James Munson is moving the DVSA towards a product business architecture, including service and product management, with service backlogs driving the change agenda. Key product innovations are now moving away from long-term outsourced products, with limited flexibility and services where IS had little control, to those developed, delivered and continuously improved in-house in an agile way.

Job title
Director of digital services and technology

Company name
Driver and Vehicle Standards Agency

How are you influencing the products, customer experience and services your organisation offers to its customers?
I am a director and a member of the main governance and decision-making boards and committees. This includes executive committee and directing board, and the investment, people and strategy committees. I am also the senior responsible officer (SRO) for several key projects. Therefore I have a high level of influence regarding what, how and when we deliver changes and improvements for our products and services.

My influence at DVSA covers operational technology decisions, decisions made to approve investments and longer-term strategic outcomes.

In my role as our organisation’s digital and technology leader, I collaborate regularly with others in similar roles across the wider civil service and industry. I am responsible for aligning our digital services and technology direction with that of central government, as well as driving the agency’s strategic direction, by developing and owning our digital services and technology strategy.

Define the key business outcomes that you have delivered over the last 12 months and their impact on your organisation’s performance
In 2016, following a reorganisation by the new CEO, in addition to digital services and technology, I was given responsibility for the agency’s portfolio delivery, planning and engagement teams.

With those teams, I have continued to move the organisation towards a product business architecture, including service and product management, with service backlogs driving the change agenda. Service working groups meet to prioritise the backlogs of change, which then come to the investment committee as business cases for approval.

Directorate annual plans are now cross-referenced to the service backlogs, ensuring the business has cross-agency line of sight to the product change agenda. Quarterly prioritisation meetings allow the agency to keep an evolving view of priorities for change across our products.

I led the delivery of several key projects, including a large phase of agile delivery of the national MOT service through 2016, that included the addition of the MOT history service and prototype of MOT reminder service. This project was reviewed in summer 2016 by GDS, which concluded that it was one of the best examples of agile delivery in government today. The service won the Digital Leader 100 Collaboration award in 2016, and was the first national government service running on AWS public cloud launching in 2015.

=== OBJECTIVE ===
Reproduce the DVSA profile word for word from "Define the key" up to and including "and engagement teams.". Rely on the DVSA profile alone and on no outside source.

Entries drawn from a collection
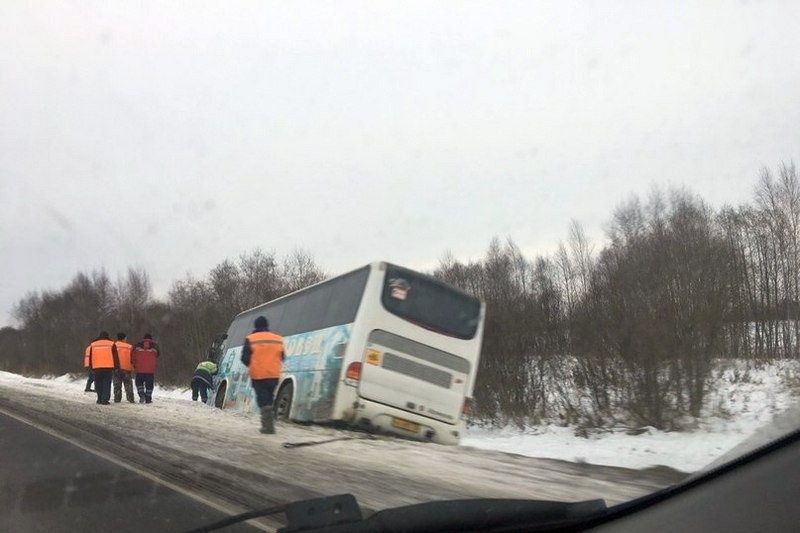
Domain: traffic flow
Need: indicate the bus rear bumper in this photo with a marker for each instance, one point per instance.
(381, 418)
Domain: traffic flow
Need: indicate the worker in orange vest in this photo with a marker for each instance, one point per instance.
(104, 360)
(263, 355)
(123, 375)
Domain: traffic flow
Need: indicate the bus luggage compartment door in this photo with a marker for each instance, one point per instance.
(414, 377)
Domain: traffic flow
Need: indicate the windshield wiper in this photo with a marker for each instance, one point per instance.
(341, 513)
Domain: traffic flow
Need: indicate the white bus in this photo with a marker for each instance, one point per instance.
(381, 347)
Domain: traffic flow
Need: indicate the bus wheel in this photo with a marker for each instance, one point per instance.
(283, 403)
(219, 399)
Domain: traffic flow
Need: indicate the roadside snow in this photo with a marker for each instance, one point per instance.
(743, 398)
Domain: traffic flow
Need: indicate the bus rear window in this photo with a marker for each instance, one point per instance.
(430, 303)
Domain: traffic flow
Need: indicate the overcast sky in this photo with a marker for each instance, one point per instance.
(171, 135)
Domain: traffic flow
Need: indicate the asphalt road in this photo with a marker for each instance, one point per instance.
(52, 484)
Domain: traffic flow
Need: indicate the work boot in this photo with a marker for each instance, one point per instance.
(267, 424)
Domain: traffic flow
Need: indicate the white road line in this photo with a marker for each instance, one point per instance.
(202, 499)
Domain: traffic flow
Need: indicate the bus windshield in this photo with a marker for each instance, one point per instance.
(430, 303)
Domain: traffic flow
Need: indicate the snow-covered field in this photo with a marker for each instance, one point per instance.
(743, 398)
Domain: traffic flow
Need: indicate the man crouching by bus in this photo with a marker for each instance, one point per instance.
(263, 354)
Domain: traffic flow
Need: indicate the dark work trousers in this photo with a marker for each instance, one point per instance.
(264, 388)
(102, 384)
(199, 386)
(123, 377)
(144, 386)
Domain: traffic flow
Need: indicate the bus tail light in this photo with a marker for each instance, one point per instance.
(353, 374)
(466, 407)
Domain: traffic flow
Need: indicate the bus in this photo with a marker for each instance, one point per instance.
(382, 347)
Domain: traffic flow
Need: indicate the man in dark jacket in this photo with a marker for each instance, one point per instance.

=== REPLY ===
Define the key business outcomes that you have delivered over the last 12 months and their impact on your organisation’s performance
In 2016, following a reorganisation by the new CEO, in addition to digital services and technology, I was given responsibility for the agency’s portfolio delivery, planning and engagement teams.